WHAT IS EXPECTED >>
Would you return the complete listing below word for word?

_ _ _ _ _ _ _

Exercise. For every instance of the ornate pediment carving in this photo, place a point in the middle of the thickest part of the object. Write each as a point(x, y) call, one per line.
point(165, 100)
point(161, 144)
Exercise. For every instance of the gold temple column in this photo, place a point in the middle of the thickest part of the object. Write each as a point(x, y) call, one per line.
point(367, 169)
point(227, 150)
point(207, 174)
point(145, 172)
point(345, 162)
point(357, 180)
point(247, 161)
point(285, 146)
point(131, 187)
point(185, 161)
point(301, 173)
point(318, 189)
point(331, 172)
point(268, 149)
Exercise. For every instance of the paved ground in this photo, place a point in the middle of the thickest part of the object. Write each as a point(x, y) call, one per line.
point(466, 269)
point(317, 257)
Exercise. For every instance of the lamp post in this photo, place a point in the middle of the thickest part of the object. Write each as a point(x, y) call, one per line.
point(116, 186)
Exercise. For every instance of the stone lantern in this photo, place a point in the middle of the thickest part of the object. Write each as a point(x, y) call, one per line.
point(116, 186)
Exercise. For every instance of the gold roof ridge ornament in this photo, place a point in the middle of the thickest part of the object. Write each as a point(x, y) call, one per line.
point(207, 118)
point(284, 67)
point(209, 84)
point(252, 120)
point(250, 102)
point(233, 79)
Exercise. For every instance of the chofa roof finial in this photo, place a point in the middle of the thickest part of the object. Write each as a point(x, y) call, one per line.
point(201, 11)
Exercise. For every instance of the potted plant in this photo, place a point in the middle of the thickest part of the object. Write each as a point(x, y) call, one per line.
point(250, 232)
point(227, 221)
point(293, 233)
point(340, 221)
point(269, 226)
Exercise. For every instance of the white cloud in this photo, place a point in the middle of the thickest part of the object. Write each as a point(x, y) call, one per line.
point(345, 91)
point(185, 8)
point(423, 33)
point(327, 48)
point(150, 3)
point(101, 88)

_ _ _ _ _ _ _

WRITTEN RESPONSE >>
Exercise. For every instance of the ornate pediment carving in this photo, place a point in the middle of the thickest part of the object. Write each as a point(x, y) call, one per line.
point(165, 100)
point(161, 144)
Exercise. For every instance of the gold temple column in this photo, place a point in the middle of the thickest part of the object. Write each as a point(x, y) call, one per line.
point(367, 169)
point(227, 150)
point(207, 174)
point(145, 172)
point(345, 162)
point(357, 180)
point(247, 161)
point(285, 146)
point(131, 187)
point(185, 161)
point(301, 173)
point(318, 189)
point(331, 172)
point(268, 149)
Exercise. For every instance of the paved ground in this photo, place a point in the middle of the thickest part of the object. Write each as a point(x, y) call, one per line.
point(466, 269)
point(317, 257)
Exercise. For every instance of the lamp post in this photo, place a point in the middle of the thickest part of the object. Write each as a point(x, y) call, one per line.
point(116, 186)
Exercise. For every instance of the stone lantern in this photo, place a point in the middle of the thickest part of the object. Write each as a point(x, y) call, one per line.
point(116, 186)
Exercise. For every instance of the gold roof ridge ornament in this photo, place a point in the middle of the thickest part of the object. Write each as a point(x, y) call, one per line.
point(207, 118)
point(284, 67)
point(209, 84)
point(252, 120)
point(250, 102)
point(233, 79)
Exercise. For every instance of the chofa roof finial in this photo, place a point in the middle of the thickest part of the object. Write each as a point(x, y) call, one per line.
point(201, 11)
Exercise. For every instance of the potted plant in this photo, place a point in the middle of the thickest part of the object. Write each as a point(x, y) call, one per line.
point(250, 232)
point(227, 221)
point(293, 233)
point(340, 221)
point(269, 226)
Exercise. For every instance of the white cloud in this photo, place a point in the middle of the thickest part of the object. Write each as a point(x, y) call, one per line.
point(345, 91)
point(185, 8)
point(423, 33)
point(327, 48)
point(150, 3)
point(101, 88)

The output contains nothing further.